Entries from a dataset
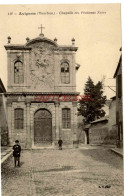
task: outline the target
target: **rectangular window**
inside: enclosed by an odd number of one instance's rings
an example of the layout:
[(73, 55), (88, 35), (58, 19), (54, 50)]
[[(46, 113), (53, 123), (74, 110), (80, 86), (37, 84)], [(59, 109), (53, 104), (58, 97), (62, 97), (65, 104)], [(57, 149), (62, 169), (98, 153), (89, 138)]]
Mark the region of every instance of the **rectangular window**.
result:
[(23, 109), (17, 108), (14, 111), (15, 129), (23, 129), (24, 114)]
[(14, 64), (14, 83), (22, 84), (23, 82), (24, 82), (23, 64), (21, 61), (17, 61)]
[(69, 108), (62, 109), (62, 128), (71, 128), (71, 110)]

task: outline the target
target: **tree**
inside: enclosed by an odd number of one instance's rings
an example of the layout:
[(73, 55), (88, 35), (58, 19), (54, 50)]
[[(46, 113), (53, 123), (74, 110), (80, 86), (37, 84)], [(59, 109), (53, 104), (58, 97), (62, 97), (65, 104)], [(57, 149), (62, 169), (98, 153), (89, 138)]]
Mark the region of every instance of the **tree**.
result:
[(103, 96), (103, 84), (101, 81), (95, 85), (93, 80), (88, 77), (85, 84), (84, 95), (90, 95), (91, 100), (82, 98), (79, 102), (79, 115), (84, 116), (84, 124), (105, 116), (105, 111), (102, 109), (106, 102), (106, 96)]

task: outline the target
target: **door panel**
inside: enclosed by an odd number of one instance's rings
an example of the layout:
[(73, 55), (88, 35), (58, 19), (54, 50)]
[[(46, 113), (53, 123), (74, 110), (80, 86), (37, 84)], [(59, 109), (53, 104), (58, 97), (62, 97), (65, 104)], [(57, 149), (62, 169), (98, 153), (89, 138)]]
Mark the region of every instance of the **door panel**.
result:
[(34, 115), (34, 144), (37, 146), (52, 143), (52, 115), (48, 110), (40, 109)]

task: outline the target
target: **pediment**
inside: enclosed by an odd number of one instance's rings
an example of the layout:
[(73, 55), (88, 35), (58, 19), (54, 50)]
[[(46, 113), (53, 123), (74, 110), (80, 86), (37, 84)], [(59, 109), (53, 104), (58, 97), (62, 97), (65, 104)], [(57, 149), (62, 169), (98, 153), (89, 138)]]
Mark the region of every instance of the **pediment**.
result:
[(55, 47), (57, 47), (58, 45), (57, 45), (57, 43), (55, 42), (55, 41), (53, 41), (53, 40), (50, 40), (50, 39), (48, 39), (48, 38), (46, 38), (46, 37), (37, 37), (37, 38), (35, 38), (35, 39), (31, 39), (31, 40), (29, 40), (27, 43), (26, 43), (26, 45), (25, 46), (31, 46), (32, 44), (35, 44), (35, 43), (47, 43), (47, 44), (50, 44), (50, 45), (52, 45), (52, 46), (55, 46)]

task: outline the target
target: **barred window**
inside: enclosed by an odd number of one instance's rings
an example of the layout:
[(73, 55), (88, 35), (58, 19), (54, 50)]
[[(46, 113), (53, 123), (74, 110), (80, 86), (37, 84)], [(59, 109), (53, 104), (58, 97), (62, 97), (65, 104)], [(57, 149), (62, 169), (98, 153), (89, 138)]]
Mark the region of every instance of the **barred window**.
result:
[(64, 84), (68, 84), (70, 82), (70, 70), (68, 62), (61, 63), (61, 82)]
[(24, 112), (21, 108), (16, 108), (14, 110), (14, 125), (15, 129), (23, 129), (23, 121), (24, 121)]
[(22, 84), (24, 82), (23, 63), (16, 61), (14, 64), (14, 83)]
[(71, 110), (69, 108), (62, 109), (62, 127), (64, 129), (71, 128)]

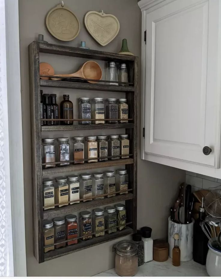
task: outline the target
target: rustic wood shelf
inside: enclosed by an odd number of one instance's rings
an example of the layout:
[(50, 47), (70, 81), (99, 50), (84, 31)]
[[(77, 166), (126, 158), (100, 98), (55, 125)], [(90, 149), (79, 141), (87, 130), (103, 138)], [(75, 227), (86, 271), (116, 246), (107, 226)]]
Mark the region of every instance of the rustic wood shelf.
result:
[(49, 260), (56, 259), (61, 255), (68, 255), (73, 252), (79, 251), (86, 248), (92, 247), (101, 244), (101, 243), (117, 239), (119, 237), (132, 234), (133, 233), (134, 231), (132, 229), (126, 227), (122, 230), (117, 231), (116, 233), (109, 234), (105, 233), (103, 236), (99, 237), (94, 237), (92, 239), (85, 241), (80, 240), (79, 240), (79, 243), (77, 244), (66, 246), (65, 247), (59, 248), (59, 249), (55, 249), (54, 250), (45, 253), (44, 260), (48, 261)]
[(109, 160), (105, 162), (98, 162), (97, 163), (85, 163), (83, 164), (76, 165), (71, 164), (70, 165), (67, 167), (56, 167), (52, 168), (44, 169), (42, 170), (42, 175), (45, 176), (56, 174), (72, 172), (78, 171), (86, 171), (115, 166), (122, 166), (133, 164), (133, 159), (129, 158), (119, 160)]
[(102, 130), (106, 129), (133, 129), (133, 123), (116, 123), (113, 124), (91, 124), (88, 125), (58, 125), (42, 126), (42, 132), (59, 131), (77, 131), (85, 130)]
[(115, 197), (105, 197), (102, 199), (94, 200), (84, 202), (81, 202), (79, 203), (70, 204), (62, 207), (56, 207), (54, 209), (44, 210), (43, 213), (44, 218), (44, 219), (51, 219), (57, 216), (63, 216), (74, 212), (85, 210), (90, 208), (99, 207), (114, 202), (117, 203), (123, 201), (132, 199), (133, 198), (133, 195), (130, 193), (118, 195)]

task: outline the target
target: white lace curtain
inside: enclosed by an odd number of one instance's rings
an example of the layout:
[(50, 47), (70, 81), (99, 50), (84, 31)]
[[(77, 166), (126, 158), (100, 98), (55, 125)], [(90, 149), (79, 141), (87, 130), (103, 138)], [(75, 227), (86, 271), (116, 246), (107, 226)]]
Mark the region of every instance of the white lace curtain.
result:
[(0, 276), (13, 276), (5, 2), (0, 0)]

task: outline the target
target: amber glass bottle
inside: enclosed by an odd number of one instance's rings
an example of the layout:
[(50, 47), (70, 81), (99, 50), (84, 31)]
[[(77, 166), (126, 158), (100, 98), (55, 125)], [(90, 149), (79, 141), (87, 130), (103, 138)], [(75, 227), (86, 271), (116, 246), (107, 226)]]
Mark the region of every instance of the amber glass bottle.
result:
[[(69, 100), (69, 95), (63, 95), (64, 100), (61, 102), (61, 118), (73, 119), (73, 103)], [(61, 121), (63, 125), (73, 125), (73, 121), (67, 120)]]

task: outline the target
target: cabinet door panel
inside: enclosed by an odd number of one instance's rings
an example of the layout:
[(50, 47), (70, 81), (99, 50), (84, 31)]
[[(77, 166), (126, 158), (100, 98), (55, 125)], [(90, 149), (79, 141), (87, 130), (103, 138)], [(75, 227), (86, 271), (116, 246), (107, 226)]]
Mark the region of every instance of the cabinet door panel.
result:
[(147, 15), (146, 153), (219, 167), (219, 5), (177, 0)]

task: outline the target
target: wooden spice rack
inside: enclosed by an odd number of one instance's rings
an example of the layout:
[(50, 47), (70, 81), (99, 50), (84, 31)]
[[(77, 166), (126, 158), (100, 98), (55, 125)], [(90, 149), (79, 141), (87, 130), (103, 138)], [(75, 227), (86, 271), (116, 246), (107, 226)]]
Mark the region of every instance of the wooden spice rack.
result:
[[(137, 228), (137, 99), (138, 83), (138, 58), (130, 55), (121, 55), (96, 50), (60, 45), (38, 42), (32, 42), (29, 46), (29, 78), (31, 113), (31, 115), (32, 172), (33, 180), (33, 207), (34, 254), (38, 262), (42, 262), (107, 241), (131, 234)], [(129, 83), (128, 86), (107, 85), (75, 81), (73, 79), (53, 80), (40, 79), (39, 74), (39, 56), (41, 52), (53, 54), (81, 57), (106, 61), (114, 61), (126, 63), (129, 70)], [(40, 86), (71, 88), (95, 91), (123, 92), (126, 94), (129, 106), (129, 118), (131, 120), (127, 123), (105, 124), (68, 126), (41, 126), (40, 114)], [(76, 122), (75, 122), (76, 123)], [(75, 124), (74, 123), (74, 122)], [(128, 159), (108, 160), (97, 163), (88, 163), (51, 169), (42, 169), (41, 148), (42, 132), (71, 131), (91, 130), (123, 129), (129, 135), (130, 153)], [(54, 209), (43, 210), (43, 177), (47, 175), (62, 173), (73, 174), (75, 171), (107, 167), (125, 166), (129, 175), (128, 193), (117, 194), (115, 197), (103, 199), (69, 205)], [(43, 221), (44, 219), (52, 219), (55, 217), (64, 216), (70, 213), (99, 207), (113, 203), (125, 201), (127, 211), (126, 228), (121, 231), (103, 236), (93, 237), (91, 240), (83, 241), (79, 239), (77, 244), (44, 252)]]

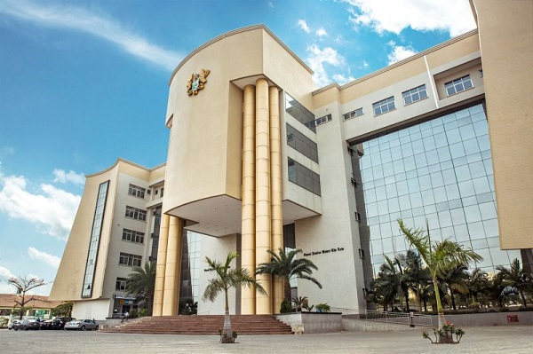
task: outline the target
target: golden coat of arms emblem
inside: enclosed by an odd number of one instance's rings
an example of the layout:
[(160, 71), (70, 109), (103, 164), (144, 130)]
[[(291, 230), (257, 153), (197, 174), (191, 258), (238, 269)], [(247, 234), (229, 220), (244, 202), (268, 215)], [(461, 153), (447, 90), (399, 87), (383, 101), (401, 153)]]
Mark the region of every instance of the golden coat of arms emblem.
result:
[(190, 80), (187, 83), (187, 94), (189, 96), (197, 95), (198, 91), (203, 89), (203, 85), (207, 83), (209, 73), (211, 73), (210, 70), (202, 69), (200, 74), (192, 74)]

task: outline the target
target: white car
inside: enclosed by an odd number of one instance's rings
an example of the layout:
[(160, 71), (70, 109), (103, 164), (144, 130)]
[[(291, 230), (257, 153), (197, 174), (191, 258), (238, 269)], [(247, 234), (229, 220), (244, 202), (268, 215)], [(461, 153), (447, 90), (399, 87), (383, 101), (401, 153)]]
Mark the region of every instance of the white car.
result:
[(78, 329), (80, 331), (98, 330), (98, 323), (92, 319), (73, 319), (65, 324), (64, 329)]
==
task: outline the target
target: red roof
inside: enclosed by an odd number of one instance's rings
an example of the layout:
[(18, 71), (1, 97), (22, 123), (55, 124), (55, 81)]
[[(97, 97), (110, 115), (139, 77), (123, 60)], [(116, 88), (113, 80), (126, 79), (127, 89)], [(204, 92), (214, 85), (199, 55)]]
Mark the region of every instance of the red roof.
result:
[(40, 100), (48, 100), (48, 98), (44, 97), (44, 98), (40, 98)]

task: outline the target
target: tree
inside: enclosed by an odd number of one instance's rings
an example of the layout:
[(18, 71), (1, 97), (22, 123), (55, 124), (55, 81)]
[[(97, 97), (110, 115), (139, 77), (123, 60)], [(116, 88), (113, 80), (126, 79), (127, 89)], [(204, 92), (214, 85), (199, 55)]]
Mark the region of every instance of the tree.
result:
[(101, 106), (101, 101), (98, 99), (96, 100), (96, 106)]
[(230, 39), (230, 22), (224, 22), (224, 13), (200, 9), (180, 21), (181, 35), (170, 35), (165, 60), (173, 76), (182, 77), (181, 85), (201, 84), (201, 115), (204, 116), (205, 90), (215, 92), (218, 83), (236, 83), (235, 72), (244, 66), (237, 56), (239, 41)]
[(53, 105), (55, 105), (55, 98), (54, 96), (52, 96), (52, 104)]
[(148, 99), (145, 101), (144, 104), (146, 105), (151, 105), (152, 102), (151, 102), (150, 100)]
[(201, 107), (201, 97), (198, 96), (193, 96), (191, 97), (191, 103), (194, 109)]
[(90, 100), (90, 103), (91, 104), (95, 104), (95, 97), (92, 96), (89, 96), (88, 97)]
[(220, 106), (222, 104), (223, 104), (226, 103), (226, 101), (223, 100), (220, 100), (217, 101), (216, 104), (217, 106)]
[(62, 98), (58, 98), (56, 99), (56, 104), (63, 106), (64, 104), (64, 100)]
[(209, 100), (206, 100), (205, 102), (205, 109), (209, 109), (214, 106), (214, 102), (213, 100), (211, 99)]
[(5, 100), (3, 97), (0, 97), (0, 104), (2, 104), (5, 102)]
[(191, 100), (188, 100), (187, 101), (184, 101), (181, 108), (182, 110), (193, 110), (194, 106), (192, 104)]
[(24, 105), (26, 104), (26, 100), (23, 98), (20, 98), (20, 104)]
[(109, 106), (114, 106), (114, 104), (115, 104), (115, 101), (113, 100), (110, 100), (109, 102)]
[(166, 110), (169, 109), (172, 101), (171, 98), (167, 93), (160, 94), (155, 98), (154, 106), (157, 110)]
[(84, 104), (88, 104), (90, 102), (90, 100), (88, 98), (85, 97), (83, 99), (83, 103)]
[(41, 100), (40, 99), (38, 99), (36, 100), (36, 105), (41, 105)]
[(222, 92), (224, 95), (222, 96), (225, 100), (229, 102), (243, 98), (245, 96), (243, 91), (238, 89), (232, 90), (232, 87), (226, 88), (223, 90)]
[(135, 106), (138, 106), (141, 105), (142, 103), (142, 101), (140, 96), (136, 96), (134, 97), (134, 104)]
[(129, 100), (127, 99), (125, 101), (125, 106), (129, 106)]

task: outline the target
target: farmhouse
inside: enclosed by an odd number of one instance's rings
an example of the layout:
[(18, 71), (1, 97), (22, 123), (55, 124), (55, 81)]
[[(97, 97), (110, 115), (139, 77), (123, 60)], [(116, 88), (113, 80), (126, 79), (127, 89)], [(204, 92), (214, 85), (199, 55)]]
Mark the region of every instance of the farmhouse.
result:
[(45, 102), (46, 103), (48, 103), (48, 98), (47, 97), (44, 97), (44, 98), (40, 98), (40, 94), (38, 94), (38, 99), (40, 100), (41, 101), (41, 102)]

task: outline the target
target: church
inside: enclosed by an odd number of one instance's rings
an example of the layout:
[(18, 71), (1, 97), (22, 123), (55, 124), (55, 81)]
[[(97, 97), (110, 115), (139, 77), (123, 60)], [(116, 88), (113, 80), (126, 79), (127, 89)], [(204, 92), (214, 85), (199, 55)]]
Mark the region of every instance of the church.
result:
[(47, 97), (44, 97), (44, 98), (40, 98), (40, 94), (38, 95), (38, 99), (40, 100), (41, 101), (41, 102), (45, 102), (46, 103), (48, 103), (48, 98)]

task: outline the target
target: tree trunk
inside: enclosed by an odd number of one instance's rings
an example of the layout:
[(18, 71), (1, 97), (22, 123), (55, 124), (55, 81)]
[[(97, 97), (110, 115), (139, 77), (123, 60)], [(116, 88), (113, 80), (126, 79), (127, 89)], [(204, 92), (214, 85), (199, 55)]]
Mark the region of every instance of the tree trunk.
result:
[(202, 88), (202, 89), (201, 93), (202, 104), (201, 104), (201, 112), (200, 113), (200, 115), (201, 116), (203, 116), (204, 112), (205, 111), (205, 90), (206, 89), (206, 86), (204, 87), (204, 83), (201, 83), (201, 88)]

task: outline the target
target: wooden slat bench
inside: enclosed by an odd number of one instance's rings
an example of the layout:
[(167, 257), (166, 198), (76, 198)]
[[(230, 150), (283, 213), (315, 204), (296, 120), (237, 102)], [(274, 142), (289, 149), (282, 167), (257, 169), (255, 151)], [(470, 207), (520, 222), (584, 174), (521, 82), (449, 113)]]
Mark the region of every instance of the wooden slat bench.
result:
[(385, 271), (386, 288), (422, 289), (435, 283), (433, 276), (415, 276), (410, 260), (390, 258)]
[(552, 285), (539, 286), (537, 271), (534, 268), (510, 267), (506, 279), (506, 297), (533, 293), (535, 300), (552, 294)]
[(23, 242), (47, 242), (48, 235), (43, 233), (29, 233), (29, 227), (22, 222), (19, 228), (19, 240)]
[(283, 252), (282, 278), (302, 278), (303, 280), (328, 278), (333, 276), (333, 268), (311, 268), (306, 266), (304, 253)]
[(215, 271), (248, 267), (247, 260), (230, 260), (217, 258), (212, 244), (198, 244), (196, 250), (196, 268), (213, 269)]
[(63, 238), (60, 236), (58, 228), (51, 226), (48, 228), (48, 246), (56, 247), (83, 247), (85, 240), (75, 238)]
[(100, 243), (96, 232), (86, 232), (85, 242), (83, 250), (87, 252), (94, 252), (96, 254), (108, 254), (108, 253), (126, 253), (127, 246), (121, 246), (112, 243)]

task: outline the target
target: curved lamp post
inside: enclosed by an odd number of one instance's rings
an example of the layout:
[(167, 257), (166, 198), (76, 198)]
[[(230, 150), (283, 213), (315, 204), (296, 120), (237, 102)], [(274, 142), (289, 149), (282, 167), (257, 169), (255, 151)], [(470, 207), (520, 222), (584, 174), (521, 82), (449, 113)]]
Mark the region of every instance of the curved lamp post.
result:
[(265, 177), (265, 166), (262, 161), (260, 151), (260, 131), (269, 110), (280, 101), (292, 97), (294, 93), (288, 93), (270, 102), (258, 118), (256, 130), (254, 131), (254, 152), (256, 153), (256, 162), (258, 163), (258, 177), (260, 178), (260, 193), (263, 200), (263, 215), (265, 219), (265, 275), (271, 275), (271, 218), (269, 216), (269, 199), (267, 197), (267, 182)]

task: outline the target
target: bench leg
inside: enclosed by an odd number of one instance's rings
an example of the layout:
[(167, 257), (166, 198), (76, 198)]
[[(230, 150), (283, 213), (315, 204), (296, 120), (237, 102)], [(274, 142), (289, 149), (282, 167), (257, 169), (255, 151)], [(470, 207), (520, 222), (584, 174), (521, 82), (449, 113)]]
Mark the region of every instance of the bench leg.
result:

*EXERCISE INSTRUCTIONS*
Extract every line of the rows above that contains the string "tree", keeping each line in its original order.

*OUTPUT OF THE EXERCISE*
target: **tree**
Mark the region of every instance of the **tree**.
target: tree
Mark the region of every instance of the tree.
target: tree trunk
Mark the region of every instance of the tree trunk.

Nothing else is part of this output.